→ **TASK STATEMENT**
Return each line of the data below that contains the string "hand".

(Dataset entries)
---*---
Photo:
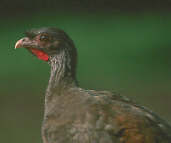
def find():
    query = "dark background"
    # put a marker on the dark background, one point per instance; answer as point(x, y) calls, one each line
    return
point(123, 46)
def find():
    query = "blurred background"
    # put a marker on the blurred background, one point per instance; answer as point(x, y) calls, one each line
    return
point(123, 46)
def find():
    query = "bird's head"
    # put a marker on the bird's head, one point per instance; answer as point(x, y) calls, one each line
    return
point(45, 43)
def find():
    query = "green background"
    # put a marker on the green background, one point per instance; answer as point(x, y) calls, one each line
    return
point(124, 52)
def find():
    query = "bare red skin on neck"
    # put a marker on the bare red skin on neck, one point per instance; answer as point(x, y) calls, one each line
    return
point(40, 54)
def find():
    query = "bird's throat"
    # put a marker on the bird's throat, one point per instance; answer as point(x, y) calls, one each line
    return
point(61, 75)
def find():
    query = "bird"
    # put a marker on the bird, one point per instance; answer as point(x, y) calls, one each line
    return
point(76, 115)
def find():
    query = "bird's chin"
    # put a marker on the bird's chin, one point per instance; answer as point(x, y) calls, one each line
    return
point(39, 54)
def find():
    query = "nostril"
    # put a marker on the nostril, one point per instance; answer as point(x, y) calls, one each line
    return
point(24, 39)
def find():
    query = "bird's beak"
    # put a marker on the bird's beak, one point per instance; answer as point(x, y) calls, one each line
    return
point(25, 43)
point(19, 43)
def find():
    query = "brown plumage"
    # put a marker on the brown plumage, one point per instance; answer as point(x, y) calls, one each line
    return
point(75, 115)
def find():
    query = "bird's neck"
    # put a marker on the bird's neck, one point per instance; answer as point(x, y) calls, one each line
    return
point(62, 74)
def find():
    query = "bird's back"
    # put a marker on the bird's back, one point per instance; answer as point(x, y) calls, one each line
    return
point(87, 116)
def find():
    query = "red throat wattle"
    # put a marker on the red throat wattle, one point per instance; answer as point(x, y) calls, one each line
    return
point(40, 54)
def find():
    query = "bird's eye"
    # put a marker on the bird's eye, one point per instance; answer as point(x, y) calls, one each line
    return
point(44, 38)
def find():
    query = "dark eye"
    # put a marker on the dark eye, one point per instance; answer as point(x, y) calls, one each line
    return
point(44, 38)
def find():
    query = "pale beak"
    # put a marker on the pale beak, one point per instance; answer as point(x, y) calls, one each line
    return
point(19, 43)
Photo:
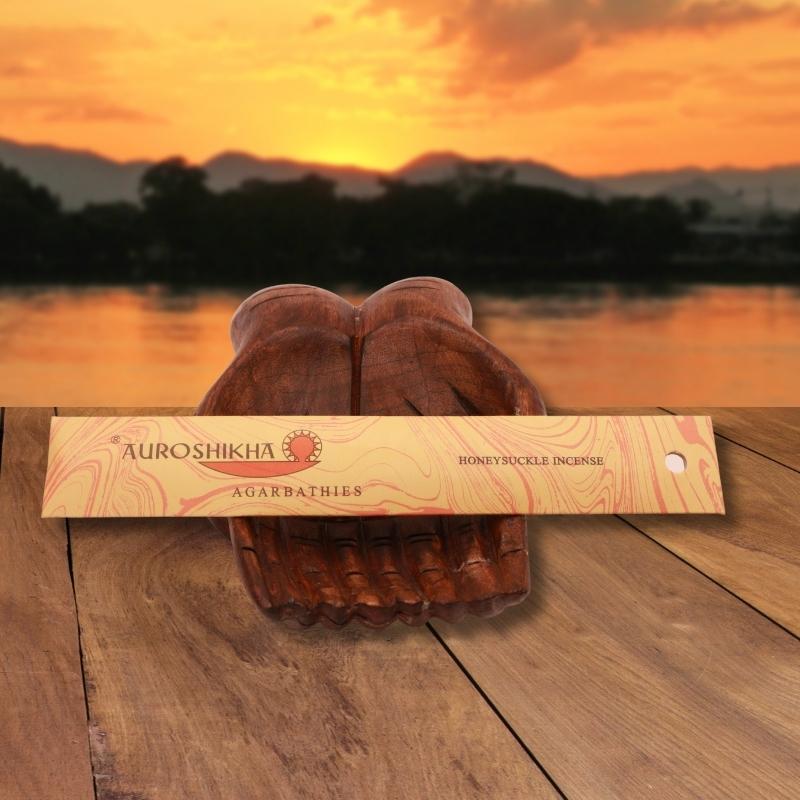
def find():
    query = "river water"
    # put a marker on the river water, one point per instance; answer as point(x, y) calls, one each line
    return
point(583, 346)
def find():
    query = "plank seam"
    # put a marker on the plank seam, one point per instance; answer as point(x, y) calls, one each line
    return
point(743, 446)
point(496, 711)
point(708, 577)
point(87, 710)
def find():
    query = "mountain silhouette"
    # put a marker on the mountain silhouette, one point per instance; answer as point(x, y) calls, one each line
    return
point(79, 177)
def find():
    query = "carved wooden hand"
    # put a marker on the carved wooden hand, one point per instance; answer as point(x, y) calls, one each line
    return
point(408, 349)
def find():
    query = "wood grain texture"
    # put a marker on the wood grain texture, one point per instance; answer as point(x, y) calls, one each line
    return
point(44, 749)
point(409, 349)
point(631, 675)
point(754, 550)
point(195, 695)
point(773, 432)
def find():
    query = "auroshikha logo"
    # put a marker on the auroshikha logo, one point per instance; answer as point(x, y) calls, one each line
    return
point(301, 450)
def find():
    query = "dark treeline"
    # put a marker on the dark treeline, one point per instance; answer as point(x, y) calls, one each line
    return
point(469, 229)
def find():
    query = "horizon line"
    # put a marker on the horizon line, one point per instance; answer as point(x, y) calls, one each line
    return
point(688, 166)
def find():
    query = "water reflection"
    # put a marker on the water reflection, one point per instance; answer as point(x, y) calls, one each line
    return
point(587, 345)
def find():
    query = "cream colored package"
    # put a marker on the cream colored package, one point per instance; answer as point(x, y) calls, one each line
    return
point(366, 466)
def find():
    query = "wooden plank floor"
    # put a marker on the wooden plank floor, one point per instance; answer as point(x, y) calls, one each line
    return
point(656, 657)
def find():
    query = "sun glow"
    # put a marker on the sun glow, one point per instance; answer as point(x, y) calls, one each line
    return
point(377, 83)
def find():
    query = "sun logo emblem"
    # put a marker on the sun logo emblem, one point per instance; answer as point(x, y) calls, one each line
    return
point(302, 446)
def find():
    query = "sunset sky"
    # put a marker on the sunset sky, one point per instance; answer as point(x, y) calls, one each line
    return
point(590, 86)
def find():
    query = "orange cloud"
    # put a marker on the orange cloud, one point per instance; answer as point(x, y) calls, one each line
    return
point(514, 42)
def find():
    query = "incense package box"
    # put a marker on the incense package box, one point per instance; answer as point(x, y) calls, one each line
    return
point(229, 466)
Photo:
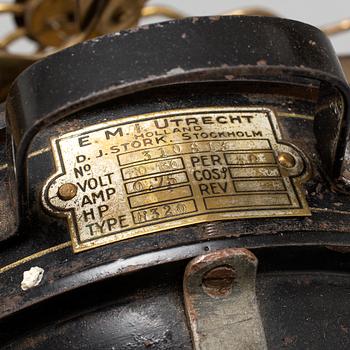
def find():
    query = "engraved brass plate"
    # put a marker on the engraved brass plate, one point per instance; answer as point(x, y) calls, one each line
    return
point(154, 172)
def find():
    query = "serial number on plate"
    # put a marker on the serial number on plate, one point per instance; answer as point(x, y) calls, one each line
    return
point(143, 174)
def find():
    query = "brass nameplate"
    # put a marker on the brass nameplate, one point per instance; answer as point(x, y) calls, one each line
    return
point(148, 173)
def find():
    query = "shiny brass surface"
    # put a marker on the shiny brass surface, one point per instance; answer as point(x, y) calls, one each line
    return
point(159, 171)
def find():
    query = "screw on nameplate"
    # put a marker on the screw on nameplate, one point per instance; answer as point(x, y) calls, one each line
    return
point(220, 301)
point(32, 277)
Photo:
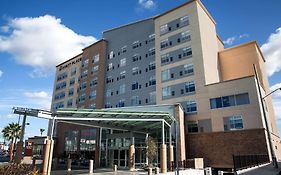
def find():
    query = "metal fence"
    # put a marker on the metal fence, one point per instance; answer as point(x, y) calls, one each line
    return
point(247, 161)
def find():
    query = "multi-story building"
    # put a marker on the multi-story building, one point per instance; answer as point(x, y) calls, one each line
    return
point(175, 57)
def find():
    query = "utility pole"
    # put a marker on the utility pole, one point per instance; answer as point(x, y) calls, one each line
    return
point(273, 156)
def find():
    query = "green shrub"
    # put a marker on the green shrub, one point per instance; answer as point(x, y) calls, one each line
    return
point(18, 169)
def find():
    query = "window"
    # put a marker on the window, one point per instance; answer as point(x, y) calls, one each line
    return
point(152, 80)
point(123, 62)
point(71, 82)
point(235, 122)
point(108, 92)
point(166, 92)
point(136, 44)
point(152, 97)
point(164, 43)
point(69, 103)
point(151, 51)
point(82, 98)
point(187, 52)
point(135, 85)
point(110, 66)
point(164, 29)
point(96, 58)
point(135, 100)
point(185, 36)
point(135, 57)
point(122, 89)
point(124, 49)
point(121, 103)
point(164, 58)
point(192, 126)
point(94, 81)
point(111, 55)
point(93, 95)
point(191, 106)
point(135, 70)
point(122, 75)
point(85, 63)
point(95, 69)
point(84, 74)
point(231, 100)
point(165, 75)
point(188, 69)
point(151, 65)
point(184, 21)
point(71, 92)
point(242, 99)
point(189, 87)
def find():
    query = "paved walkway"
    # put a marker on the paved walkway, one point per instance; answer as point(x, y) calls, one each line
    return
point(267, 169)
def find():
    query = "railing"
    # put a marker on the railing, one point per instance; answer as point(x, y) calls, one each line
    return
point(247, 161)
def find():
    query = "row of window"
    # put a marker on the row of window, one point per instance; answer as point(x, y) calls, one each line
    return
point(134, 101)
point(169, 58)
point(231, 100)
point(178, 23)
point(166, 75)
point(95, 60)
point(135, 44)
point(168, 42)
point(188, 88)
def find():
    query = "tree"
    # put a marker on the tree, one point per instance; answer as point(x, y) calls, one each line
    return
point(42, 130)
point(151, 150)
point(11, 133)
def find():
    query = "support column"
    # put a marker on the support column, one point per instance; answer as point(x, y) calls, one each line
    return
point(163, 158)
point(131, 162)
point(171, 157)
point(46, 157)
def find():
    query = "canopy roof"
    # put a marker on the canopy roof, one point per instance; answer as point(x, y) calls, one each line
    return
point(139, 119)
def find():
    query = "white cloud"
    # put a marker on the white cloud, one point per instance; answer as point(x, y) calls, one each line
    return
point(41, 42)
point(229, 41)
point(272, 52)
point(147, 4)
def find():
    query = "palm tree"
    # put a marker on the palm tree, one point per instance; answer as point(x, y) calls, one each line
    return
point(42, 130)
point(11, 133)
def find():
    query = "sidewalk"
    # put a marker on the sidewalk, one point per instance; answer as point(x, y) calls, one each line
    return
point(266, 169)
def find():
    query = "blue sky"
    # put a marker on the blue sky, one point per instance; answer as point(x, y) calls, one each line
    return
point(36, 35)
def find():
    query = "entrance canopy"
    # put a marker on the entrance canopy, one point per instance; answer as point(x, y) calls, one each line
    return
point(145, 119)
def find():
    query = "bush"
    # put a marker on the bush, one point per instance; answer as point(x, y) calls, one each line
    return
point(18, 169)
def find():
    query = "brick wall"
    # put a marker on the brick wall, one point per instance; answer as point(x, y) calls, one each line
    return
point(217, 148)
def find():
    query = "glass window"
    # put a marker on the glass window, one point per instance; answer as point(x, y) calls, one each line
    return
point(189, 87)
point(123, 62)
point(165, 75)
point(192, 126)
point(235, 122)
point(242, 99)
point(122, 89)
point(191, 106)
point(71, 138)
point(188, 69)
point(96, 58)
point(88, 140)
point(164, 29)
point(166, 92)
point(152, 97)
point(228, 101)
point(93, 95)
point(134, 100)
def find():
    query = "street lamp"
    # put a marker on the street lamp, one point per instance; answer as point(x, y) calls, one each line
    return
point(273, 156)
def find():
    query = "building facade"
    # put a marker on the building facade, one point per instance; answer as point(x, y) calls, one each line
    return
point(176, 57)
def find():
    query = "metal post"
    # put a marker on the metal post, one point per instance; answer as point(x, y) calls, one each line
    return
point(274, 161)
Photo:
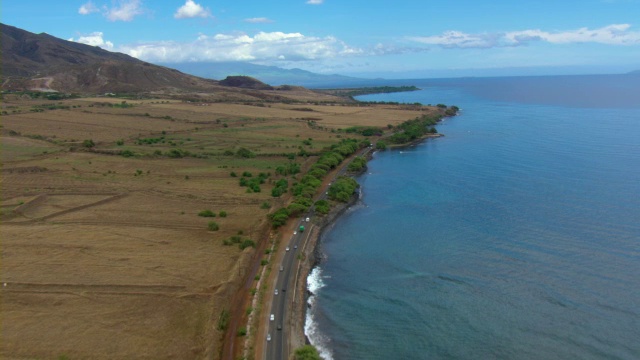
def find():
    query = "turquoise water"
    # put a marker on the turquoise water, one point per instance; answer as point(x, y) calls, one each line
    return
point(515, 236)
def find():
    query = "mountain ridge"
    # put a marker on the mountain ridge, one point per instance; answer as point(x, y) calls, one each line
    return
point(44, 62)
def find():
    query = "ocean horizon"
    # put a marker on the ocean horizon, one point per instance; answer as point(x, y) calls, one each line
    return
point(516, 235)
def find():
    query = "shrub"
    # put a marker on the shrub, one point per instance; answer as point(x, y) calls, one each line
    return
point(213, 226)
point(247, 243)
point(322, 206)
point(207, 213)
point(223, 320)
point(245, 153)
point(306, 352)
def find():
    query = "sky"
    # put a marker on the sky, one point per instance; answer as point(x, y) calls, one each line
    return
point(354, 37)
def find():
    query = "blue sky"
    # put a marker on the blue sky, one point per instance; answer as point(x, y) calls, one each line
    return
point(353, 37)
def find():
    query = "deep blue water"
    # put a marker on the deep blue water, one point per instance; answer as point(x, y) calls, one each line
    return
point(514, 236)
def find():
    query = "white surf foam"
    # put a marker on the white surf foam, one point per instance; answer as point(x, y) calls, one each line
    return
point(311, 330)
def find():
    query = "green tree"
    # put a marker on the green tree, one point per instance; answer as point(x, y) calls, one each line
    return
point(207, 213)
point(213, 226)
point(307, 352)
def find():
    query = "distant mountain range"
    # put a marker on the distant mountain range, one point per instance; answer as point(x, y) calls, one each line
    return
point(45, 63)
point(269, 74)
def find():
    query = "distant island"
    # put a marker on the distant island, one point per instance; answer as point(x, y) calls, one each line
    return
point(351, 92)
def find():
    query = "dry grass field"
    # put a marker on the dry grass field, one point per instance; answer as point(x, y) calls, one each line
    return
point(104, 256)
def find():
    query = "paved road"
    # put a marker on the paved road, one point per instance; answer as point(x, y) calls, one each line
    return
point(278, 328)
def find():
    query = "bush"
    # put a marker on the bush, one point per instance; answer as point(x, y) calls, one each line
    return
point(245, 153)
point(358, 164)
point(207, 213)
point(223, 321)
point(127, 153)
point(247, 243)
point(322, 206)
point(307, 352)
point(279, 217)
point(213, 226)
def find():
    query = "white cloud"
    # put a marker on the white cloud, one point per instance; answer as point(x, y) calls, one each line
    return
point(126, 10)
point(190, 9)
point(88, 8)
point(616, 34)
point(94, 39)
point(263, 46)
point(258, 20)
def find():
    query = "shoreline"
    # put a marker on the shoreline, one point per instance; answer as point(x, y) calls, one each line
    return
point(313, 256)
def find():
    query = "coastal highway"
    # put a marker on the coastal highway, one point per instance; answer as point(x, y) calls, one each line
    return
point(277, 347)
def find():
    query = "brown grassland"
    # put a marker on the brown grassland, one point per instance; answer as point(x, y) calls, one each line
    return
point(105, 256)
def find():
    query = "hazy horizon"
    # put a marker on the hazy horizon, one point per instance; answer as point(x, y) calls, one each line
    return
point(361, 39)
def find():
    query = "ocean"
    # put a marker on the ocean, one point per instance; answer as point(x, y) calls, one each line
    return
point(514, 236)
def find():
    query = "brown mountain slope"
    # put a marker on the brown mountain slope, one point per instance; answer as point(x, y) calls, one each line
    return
---*---
→ **ANSWER**
    query = "carved wooden hand"
    # put a marker on the carved wooden hand, one point per instance; answer as point(x, y) calls, one each line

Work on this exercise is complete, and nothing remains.